Every religion is true one way or another. It is true when understood metaphorically. But when it gets stuck in its own metaphors, interpreting them as facts, then you are in trouble. 

– Joseph Campbell

Given the televised ubiquity of 1965’s A Charlie Brown Christmas, most Americans are familiar with Linus van Pelt’s famous recitation of Luke 2:1-14, the Lord’s annunciation to the Shepherds: “And the angel said unto them, Fear not: for, behold, I bring you good tidings of great joy, which shall be to all people.” Linus offered those vaunted lines in answer to the question of what Christmas is all about. 

 But the thing is, Linus was wrong.  

Indeed, in echoing the hoary old  “reason for the Season,” Linus falls into a common American trap, whereby the true, rich sources of Christmas’s multiple meanings are veiled behind a simplistic, expedient, ravenous Christian theology that effectively obscures the very meanings it lays claim to. 

So in order to truly understand Christmas, we must lift this veil, and gaze directly upon our subject in all it’s sweet, innocent glory. In so doing, we find ourselves face to face with one of the stranger characters ever allowed into the American home. 

Santa Claus.  

And by Santa Claus, I am referring to the American species, being a jolly, overweight alcoholic who lives at the North Pole with a band of possibly enslaved elves, and travels the world on Christmas Eve to descend through our chimneys and deliver presents to good boys and girls.  

Our foundational understanding of the meanings of Christmas are filtered through Santa, even if we don’t believe. So, If we are to understand the true meaning of Christmas, we must first understand this concatenation of historical bric-a-brac, mythological fluff, and theosophical pixie dust, considering some of his roles in turn. 


Any understanding of who is Santa Claus must reckon first with his connection to the North, as seen from the historical vantage of those who knew the North best: the Tungusic tribes of Northern Siberia.  Living lives closely bound to nature, at latitudes that made her a most difficult partner, the Tungus tribes knew intimately the terror of the long, dark, frigid Siberian winters. And this terror began with the death of the oldest known article of human worship, the Sun. 

The extreme Northerliness of these nomadic tribes meant that they suffered the Sun’s annual fall acutely. It was as if they could still feel that primitive, pre-verbal fear, that if the sun keeps getting lower and lower, it might disappear completely, plunging humanity into an eternal night of frigid blackness, for ever and ever! 

With the stakes that high, it made sense to please the sun-gods, which these tribes did during the rituals of solstice, whereby the sun’s fall is finally arrested, light is reborn, warmth and community are restored, and Death is averted.  

As quasi-religious rituals, these Solstice ceremonies were led by the senior spiritual authorities of their tribes, the Shaman. In fact, the word, Shaman, is from the Evenki Tungusic language, and translates roughly to the word “Seer,” or “Knower.” 

Another curious phenomenon of these Tungusic peoples was their reliance on a curious animal as their beasts of burden: The Reindeer. Tungusic tribes used Reindeer for meat, for milk, for hides, and — most importantly — for transportation. 

This is a photo from 1901, collected in the work of the great Prussian antropolgist, Georg Adoph Errman, who travelled the Siberian frontier in the early 1800.  

And here is an illustration, taken from an interview collected by Errman, in which the tribesman described how the animals were used to pull sledges in the winter months:

(…are you beginning to feel me, here?)

(Pointing and labeling entries)
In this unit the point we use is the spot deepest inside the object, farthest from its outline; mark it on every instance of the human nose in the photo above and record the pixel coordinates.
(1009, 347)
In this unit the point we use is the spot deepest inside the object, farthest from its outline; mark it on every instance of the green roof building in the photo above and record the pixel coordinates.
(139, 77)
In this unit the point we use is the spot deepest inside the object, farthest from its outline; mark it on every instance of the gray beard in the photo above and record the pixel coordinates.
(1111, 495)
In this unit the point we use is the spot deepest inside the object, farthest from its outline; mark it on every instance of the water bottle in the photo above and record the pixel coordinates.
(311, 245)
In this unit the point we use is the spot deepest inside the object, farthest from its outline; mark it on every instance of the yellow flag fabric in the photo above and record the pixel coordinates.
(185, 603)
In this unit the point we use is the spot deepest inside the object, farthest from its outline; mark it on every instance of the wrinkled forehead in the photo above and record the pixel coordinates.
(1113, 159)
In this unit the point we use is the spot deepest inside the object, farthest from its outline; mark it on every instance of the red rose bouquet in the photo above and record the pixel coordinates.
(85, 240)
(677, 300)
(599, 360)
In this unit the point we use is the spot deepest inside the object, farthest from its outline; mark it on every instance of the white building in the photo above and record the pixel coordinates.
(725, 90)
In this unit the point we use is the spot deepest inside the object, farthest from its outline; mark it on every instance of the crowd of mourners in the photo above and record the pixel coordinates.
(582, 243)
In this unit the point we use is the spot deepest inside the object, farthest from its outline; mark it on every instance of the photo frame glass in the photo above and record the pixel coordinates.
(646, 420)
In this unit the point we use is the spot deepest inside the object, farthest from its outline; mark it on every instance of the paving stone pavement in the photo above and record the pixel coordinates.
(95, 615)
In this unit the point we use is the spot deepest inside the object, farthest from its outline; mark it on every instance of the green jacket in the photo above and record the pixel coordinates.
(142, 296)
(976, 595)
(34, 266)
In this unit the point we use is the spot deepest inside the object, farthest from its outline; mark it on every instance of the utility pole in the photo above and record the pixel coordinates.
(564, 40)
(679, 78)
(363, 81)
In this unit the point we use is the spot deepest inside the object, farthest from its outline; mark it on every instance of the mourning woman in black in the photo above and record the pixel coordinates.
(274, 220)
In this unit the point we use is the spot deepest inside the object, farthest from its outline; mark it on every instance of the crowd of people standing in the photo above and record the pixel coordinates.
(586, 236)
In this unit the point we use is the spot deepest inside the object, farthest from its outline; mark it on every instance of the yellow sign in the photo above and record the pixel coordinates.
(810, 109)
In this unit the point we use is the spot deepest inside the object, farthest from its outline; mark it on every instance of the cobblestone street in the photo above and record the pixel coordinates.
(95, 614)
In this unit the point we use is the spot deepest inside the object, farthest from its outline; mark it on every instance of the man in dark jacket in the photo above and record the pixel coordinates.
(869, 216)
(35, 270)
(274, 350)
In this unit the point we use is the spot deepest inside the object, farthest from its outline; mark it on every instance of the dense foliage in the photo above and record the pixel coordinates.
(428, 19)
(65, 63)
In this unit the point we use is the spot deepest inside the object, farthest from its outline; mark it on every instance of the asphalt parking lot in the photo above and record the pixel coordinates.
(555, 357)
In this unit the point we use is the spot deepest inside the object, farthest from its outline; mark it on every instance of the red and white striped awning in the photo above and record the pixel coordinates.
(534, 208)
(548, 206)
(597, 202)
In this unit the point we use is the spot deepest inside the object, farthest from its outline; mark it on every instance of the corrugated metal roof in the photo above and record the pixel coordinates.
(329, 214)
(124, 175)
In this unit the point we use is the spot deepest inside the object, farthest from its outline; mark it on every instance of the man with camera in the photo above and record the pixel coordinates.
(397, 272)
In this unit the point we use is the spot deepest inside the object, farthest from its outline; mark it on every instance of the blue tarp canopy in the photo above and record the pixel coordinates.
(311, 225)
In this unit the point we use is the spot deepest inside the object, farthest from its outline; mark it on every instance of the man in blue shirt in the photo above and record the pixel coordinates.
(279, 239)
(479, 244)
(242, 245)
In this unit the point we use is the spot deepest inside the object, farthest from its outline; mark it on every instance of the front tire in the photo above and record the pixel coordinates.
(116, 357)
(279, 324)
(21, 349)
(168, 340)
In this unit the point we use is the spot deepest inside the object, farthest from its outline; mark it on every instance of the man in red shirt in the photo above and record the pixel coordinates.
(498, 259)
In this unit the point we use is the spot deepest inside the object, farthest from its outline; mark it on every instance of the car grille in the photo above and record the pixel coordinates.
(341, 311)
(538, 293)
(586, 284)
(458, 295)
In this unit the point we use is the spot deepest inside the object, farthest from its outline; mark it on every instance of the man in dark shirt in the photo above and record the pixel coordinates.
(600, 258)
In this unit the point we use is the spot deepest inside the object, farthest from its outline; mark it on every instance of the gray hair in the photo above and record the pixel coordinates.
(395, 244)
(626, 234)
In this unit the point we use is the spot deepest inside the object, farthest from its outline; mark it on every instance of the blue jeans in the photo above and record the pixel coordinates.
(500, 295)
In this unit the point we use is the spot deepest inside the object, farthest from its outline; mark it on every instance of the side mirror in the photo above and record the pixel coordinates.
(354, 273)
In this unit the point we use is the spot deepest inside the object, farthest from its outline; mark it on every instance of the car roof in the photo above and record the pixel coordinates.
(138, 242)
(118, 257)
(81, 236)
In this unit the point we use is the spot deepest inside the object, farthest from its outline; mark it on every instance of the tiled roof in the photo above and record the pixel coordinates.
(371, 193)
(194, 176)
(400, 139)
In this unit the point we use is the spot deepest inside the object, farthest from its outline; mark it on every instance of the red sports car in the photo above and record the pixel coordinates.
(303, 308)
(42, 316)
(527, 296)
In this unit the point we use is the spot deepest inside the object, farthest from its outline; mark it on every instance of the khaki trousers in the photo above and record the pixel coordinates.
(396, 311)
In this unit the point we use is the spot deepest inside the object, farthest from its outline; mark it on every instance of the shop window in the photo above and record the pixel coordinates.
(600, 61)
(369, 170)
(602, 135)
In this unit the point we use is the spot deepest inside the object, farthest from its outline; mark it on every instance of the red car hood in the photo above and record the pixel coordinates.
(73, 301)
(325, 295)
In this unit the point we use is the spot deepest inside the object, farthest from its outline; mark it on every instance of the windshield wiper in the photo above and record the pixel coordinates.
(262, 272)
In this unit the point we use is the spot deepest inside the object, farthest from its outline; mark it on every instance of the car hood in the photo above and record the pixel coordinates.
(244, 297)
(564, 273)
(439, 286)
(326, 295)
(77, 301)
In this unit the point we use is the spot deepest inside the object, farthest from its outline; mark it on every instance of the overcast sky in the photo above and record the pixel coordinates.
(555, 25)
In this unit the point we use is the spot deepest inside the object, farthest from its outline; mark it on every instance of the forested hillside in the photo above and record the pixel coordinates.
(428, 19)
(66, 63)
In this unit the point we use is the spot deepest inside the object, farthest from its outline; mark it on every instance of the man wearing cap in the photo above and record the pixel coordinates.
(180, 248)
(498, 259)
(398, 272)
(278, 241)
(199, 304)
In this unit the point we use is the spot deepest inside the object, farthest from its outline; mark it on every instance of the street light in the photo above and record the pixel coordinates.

= Exercise instructions =
1. According to the Santa Claus essay, what does the word "Shaman" roughly translate to, and from what language does it come?
2. Carry on the Santa Claus essay from the point where it stops.

= Responses to the tasks =
1. It comes from the Evenki Tungusic language and translates roughly to "Seer" or "Knower."

2.
For these tribes, the reindeer was a holy animal. Another bond that the Tungusic shaman shared with the Reindeer is a love for one of the few stimulants available in those Northern climates, the fly Agaric mushroom. 

These small red-and-white mushrooms grow among the pine trees of the Siberian forests, are beloved by reindeer, and highly psychoactive.  As such, they were reserved primarily for the privileged ritual use of the village Shaman, who availed himself liberally of their magical properties during the highest of the high rituals, Solstice. 

These tribes typically celebrated the solstice in large semi-communal arctic yurts, which were pitched for the depths of winter, and moved again in the spring. 

One key feature of these yurts was the smoke hole, or “chimney” at the structure’s peak, which, during the snowiest depths of winter, often doubled as a door, elevated as it was above the snowpack and drifts that so often occluded the lower levels. 

So, our idea of North here finds it’s principal interpreter in the person of the Shaman presiding over his solstice rituals in the frigid heart of a Siberian winter, descending through the chimney, fresh from the Grateful Dead parking lot of the yurt’s roof, where perhaps he and his reindeer just shared a flight of Fly Agaric mushrooms. 

Clearly, Santa’s ancestors taught much of what he knows. 


Another fruitful window into Santa’s meanings can be that framing the antics of the celebrant. Santa’s famous jollyness, his social gregariousness (EVERY single HOUSE!), and  his joyful consumption of alcohol all make him a clear relative of the greatest mythological celebrant we know: Pan. 

But perhaps the spirit of the celebrant with which Christmas most directly nods to the past is in its relation to the Roman holiday of Saturnalia.  

A solstice festival devoted to the pleasures of this world, Saturnalia celebrated with gift giving, drinking, feasting, and all kinds of nookie. It was the highest of the Roman holidays, and was staged for a full 5 days commencing on the Solstice and culminating on December 25.  

Now, ifrafting itself onto popular local traditions has long been a hallmark of Christianity (see the Origin of the  Virgin of Guadaloupe), perhaps that tradition finds its origin here, with this first and most spectacular act of cultural appropriation in Western history, being that time in AD383 when Pope Julius the 1st, in a shameful attempt to capitalize on the popularity of Saturnalia, authorized December 25th as Jesus’ birthday.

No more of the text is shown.